### Text shown
Segment Open

This Isn’t Just FEMA. The Whole System Needs Modernization.
Our public systems were built for episodic emergencies, not continuous resilience. If we want to shift from reaction to continuity, reforms must be broader:
HUD, especially CDBG-DR, where funds often take years to reach communities
Treasury and CDFIs, which need tools for resilience capital—not just post-disaster financing
EDA, to focus on economic continuity and workforce resilience
Infrastructure authorities, which must design for future conditions
Insurance markets, which are destabilizing under rising climate volatility
State-level recovery structures, still heavily oriented toward post-disaster processes
FEMA performs its mission well. Emergency managers are the heroes of the system. But they are the last line of defense. The real problem is upstream: we only invest seriously after the damage has already occurred.
A Regional, Zone-Defense Model for Resilience
Instead of building custom recovery processes for each new disaster, ISD advocates for strengthening continuity at the regional and structural levels:
the Southeast, where heat, flooding, and hurricanes converge
the Southwest, facing water scarcity, extreme heat, and wildfire
the West Coast, managing seismic risk, climate volatility, and housing fragility
the Midwest, grappling with aging infrastructure and manufacturing transitions
Each region has predictable stress patterns—meaning predictable opportunities to strengthen continuity before the next shock hits. Zone defense means:
reducing harm continuously,
addressing root causes of vulnerability,
and building systems that remain functional even during disruption.

Segment Closed

### Data supplied
Segment Open

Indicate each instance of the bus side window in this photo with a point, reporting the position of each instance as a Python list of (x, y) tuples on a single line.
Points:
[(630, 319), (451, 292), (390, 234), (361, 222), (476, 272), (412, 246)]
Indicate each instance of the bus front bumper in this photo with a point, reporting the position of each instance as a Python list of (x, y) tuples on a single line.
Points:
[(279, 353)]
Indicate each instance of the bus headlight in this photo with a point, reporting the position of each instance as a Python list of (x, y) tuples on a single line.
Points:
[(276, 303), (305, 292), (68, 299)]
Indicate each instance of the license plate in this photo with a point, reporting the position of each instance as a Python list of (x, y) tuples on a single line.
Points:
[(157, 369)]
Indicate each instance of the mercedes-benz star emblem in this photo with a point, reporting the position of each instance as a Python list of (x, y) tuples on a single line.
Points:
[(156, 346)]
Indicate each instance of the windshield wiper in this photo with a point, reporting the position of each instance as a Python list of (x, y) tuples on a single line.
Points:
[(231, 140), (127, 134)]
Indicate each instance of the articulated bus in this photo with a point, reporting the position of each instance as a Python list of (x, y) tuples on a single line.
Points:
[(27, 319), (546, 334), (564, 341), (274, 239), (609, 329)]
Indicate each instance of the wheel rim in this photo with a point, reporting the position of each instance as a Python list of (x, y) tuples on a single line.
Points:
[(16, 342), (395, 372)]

Segment Closed

### Exercise 1
Answer these questions from the text on modernizing resilience systems:
(a) Which region does it describe as facing water scarcity, extreme heat, and wildfire?
(b) What problem does it note with CDBG-DR funds?
(c) Whom does it call the heroes of the system?
### Exercise 2
Carry on the text about modernizing resilience systems from the point where it stops.

### Written answer 1
(a) The Southwest.
(b) The funds often take years to reach communities.
(c) Emergency managers.

### Written answer 2
Why ISD Is Different—and Why We Created the ISD Academy
This is also why ISD is fundamentally different from most sustainable development, climate, and disaster-response organizations. To break through, we have to change mindsets. We have to help leaders understand the full dimensions of community management—the same way businesses consider both upside opportunity and downside risk. A company that only chases the latest opportunities without managing its risks isn’t truly sustainable; neither is a community.
One of our biggest challenges as a country is that people have been conditioned for decades to see these issues only through an emergency-management lens. So we're like the tennis player with the over-developed right arm compared to the rest of his body - we're great at saving lives, not so good at preventing the economic damages or displacement that takes place. 2025 has been relatively peaceful, but just last year 11 million people were displaced from their homes.
However when community leaders adopt ISD’s continuity-centered approach, the dividends are enormous: stronger economic performance, more reliable public systems, reduced long-term costs, and far greater stability when disruption comes. The current system simply doesn’t deliver those benefits because it wasn’t designed for continuous resilience.
This is also why we created the ISD Academy—to train leaders, practitioners, and partners in the skills and frameworks needed for continuous resilience management. The Academy helps communities shift from reactive disaster cycles to long-term continuity thinking, and it builds the talent pipeline required to support resilience year-round.
Staying in Position
Disaster response will always matter. Emergency managers will always be essential.
But the country cannot prosper by chasing the ball every time it moves.We need a system that stays in position—covering the entire field of risk, strengthening communities every day, and ensuring that when disruption comes, it is survivable, manageable, and brief.
That’s the future ISD is working to build.

It’s so true….. ‘Businesses already understand this. They don’t build “Business Emergency Plans.” They build Business Continuity Plans.’ Performance management systems are built on a SWOT like analysis of risk and opportunity. I think n Community Continuity and Continuous Resilience is where we should be focused.